* [Required work]
In the article on e-cigarettes, begin at the words "E-cigarettes are battery-powered" and stop after "middle school students.". Copy that part out again, swapping "aerosol mist" for "vapor".

* [Extract to read]
=== Section Start ===
The use of electronic cigarettes, popularly known as “e-cigarettes,” is on the rise, particularly among young people. Unlike conventional cigarettes, e-cigarettes are unregulated.
E-cigarettes are battery-powered devices that provide doses of nicotine and other additives to the user in an aerosol mist, without emitting tobacco smoke as traditional cigarettes do.
Findings from the National Youth Tobacco Survey show the percentage of high school students who reported using an e-cigarette rose from 4.7 percent in 2011 to 10 percent in 2012. Use also doubled among middle school students.
No local data on the use of e-cigarettes is available because of the novelty of the products. Because e-cigarettes are unregulated for the most part, the Centers for Disease Control and Prevention (CDC) does not have specific information about amounts and types of components found in them.
E-cigarette makers have touted the devices as a “safe” alternative to conventional cigarettes, but health officials warn the nicotine contained in e-cigarettes is addictive.
“There’s no safe level of tobacco and there’s no safe level of nicotine,” said Meredith Capps, health education supervisor for the Edgecombe County Health Department.
Harold P. Wimmer, president and CEO of the American Lung Association, advocates for the regulation of e-cigarettes by the U.S. Food and Drug Administration in a column published by CNN on Tuesday. He argues that in the absence of regulation, people have “no way of knowing” the short or long-term health risks of smoking e-cigarettes or the chemicals contained in them.
A proposal to regulate e-cigarettes and other tobacco products has been under review at the White House Office of Management and Budget since Oct. 1, 2013.
Some smokers have switched to e-cigarettes as an alternative to conventional cigarettes, but the effectiveness of using e-cigarettes as a smoking cessation aid has not been scientifically proven.
The American Association of Public Health Physicians’ has not yet released an official statement on the state regulation of e-cigarettes. However, the Association says in accordance with its “principles of tobacco control,” smokers who have tried but failed to quit using medical guidance and pharmaceutical products or who do not wish to quit smoking should consider switching to a “less hazardous smoke-free tobacco/ nicotine product,” such as an e-cigarette, a dissolvable strip or chewing tobacco.
One local smoker, John Carson, 56, made the switch from conventional to e-cigarettes last year. Carson said he stopped smoking conventional cigarettes on March 22, 2013, around the time he had triple bypass surgery. In May of that year, he started smoking e-cigarettes. He had been smoking since his early 20’s.
“I didn’t want to quit smoking. I enjoyed smoking for whatever reason,” he said.
=== Section End ===
* [Data supplied]
=== Section Start ===
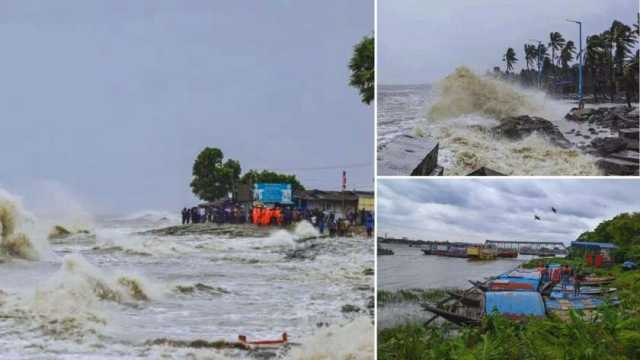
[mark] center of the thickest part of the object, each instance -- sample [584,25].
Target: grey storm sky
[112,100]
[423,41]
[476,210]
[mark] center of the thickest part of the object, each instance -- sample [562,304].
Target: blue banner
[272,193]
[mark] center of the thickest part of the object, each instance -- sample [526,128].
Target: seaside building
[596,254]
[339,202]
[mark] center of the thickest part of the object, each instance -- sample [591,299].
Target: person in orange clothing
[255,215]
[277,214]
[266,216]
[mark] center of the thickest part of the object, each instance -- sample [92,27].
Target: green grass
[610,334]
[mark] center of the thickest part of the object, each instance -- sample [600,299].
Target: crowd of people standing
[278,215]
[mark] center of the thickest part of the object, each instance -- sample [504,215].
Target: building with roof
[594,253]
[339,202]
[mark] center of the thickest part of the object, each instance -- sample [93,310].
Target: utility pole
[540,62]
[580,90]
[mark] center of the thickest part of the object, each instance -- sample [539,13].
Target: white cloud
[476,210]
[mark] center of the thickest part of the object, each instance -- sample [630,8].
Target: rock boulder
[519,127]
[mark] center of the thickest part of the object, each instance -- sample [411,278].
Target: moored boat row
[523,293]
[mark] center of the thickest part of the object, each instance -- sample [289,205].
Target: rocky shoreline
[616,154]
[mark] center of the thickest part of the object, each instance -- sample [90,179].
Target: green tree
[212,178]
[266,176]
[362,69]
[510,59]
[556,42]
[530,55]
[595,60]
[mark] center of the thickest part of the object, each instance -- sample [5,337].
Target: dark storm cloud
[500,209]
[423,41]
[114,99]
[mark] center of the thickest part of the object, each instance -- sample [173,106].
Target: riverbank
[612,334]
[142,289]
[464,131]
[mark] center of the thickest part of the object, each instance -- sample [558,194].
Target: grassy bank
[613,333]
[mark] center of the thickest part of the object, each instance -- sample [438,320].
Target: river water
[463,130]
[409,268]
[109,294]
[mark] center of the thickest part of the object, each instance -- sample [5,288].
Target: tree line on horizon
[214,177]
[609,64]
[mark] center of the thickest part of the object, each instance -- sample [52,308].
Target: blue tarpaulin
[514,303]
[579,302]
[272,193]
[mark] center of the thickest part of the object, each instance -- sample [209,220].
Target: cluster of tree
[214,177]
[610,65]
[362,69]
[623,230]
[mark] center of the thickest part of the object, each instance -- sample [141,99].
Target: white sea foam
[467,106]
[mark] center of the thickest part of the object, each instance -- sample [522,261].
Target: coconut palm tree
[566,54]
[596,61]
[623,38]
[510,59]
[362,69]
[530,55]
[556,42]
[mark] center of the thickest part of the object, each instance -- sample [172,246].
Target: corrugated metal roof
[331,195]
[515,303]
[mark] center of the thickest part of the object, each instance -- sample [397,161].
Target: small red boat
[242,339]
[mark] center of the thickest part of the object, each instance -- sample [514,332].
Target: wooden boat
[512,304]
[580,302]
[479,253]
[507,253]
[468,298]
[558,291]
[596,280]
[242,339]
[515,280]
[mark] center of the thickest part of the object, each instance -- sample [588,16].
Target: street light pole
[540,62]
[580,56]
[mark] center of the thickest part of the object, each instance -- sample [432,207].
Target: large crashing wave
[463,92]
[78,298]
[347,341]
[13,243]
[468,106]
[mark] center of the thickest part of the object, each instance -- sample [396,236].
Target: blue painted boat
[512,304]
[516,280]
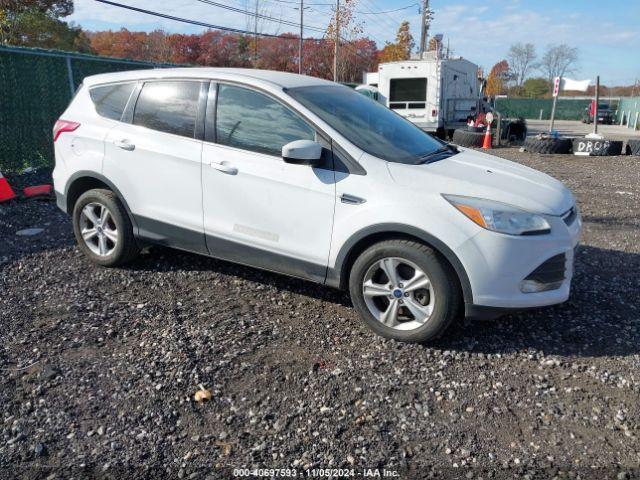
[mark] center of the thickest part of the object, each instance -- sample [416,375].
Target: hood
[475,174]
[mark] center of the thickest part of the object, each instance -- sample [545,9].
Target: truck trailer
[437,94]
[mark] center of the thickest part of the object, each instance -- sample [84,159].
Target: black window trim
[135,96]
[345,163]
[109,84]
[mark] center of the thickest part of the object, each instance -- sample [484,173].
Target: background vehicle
=== Section End ===
* [Answer to this exercise]
E-cigarettes are battery-powered devices that provide doses of nicotine and other additives to the user in an vapor, without emitting tobacco smoke as traditional cigarettes do.
Findings from the National Youth Tobacco Survey show the percentage of high school students who reported using an e-cigarette rose from 4.7 percent in 2011 to 10 percent in 2012. Use also doubled among middle school students.